Text section:
My close friend’s father is a doctor. I am so jealous because having a doctor in the family can be an incredible time- and money-saver. Who wants to spend a few hundred dollars to figure out if that ankle sprain is really broken or if that bronchitis is becoming pneumonia? Sometimes you just want professional advice on where and when to seek help. But not all of us were lucky enough to grow up with a doctor a phone call away.
I always panic when I get sick or injured because I can never get to a doctor during business hours. Whether I need a quick answer, prescription or even a referral to a specialist, I simply need guidance.
My insurance company has a nurse line. Hooray! A quick phone call to a nurse seems like a perfect solution when I’m not feeling well –– no appointment, no drive across town, and no co-pay needed. I can call for quick medical advice over the phone from a licensed nurse as a perk of my health insurance plan, hoping he or she could help with my ailment.
But when I actually used this perk, I was disappointed. The nurse was knowledgeable and kind––but she was unable to provide a definitive diagnosis or prescription. The nurse gave me some general advice, but recommended that I follow up with my primary care physician first. So at the end of the day, I was still going to have to deal with making an appointment, driving across town, waiting in a room full of sick people, and paying for treatment.
No time saved. No money saved.
By comparing nurse line benefits to those of telemedicine, we can see those gaps even more clearly:
What Can a Nurse Line Do for Me?
Your health plan probably includes this benefit, which serves as a way for you and your employees to connect with a medical professional 24/7, 365 days a year. The nurse on the other end of the call will be able to direct you to your next step in care––which is a the most important thing to remember here. They cannot provide a diagnosis, fill out a prescription, or give specifics on how to care for the illness or injury in the future.
A nurse line is not helpful in getting a conclusive treatment plan. Instead, they can answer questions like, “I think I sprained my ankle. How long should I ice it?” Or, “How many Advil can I safely take in one day?” They will also be able to tell you where your next stop should be: either the emergency room or waiting for an appointment with your primary care physician.
How Is That Different From Telemedicine Benefits?
Telemedicine will be provided by your employer, not by your healthcare provider. You won’t have any costs associated with care. The main difference between a nurse line and telemedicine is that the latter connects you with a physician who is able to provide diagnosis and treatment over the phone, including a prescription. This is a more comprehensive benefit because it can literally take the place of a visit to a doctor’s office in just five minutes.
A nurse line simply told you if you needed to see a physician in person or not, but a telemedicine consultation avoids 60 to 70% of all doctor’s visits beforehand.
The Biggest Gaps in Care
The lack of diagnosis with a nurse line means more time and money spent for you and your employees. The discomfort and anxiety that come with waiting––for an appointment and in the waiting room––only add to your pain.
Telemedicine benefits solve your illness or injury with a treatment plan, while a nurse line simply affirms, “Yes, that’s a problem,” or, “Maybe that’s a problem, but see your doctor anyway.”
In short, the advice a nurse line can give is not very different from what you would get if you spent some time on WebMD or reading the side of the over-the-counter medicine bottle. With telemedicine benefits, you talk to a real doctor and get actionable advice.
By providing this for your employees, you’re giving them a piece of their life back by saving them time spent in a doctor’s office or emergency room. No need for a doctor in the family!

Task objective: In the piece on nurse lines and telemedicine, reproduce the part starting at "The Biggest Gaps" and ending at "to your pain.", replacing "nurse line" with "nurse hotline".

Excerpted data:
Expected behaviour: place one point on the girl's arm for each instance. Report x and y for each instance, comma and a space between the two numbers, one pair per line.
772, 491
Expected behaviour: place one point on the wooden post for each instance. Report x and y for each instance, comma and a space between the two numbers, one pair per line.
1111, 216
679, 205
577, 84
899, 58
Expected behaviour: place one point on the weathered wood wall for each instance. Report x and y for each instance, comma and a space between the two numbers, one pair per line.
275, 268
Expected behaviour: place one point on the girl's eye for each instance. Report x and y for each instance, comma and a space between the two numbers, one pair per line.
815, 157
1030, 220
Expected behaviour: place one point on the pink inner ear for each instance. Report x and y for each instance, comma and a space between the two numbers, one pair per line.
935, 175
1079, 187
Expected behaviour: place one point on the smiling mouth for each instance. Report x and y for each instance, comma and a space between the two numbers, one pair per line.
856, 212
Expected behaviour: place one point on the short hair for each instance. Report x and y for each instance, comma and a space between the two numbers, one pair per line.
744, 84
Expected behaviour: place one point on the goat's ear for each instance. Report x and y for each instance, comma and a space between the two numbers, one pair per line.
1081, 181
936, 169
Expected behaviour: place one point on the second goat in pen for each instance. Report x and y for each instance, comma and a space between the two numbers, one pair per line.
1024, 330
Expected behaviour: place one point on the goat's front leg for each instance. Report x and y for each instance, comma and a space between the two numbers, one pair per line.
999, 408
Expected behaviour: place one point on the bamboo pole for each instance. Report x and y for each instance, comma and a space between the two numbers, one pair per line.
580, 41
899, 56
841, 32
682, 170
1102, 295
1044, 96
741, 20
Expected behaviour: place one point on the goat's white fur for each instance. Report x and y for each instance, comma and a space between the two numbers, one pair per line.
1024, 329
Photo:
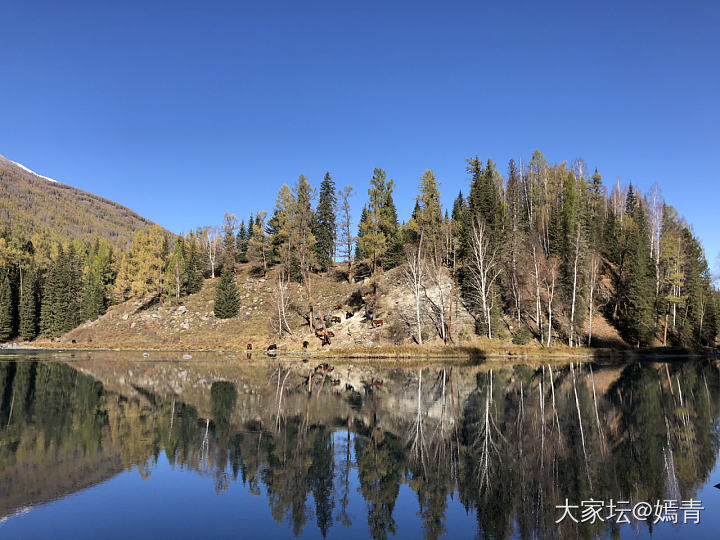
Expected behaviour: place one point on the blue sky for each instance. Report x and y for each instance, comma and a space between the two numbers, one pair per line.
183, 110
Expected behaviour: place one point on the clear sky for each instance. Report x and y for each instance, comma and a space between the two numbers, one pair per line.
183, 110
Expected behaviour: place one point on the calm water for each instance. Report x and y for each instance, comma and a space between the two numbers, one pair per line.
116, 446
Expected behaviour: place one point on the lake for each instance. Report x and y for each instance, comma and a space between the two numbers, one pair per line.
117, 445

Result of this task:
The Biggest Gaps in Care
The lack of diagnosis with a nurse hotline means more time and money spent for you and your employees. The discomfort and anxiety that come with waiting––for an appointment and in the waiting room––only add to your pain.